*** SUPPLIED INFORMATION Section Begins ***

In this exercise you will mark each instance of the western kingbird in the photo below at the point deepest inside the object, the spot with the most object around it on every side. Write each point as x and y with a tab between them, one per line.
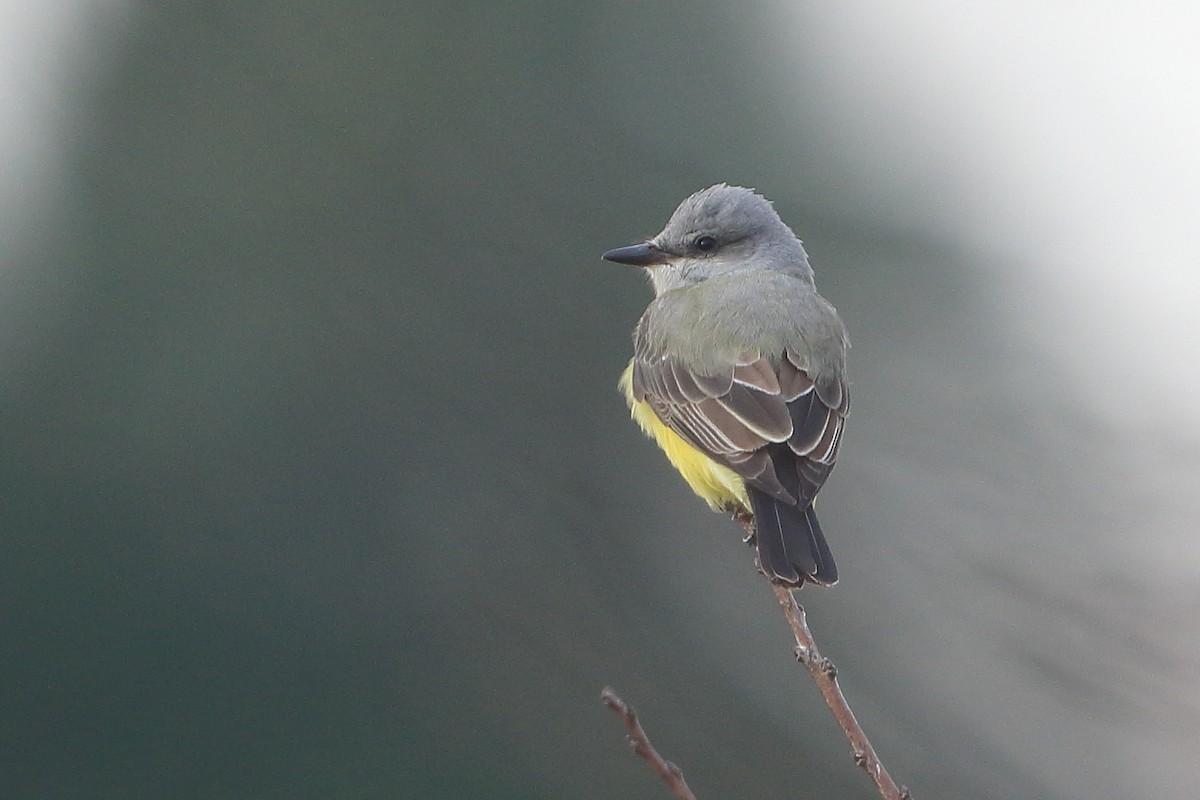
739	372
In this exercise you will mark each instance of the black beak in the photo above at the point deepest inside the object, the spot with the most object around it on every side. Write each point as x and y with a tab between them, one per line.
645	254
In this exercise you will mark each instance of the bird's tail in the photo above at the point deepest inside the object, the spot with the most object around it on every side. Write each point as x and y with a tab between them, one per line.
791	547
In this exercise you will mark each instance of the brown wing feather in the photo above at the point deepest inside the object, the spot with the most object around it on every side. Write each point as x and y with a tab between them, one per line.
741	415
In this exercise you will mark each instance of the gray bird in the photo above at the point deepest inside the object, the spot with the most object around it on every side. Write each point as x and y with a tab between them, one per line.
739	372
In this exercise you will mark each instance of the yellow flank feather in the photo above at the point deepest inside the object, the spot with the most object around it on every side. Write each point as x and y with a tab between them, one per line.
719	486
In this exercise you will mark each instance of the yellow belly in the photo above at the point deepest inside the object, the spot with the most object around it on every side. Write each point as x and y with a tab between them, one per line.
717	485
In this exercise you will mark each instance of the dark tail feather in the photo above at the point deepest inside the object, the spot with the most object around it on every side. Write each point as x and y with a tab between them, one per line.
791	547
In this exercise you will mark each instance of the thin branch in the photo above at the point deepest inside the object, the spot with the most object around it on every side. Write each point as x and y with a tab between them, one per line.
825	674
670	774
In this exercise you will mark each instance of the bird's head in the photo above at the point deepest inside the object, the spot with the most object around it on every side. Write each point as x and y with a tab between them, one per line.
718	230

*** SUPPLIED INFORMATION Section Ends ***

▸ **WHAT YOU WILL DO**
Only one stretch of the data is wanted: the lines from the one with "the bird's head" through the last, repeated exactly.

▸ **RESPONSE TO THIS EXERCISE**
In this exercise you will mark each instance of the bird's head in the photo above at the point deepest inside the object, the spot with the most object around it on every side. Write each point as x and y with a tab between them, one per line.
718	230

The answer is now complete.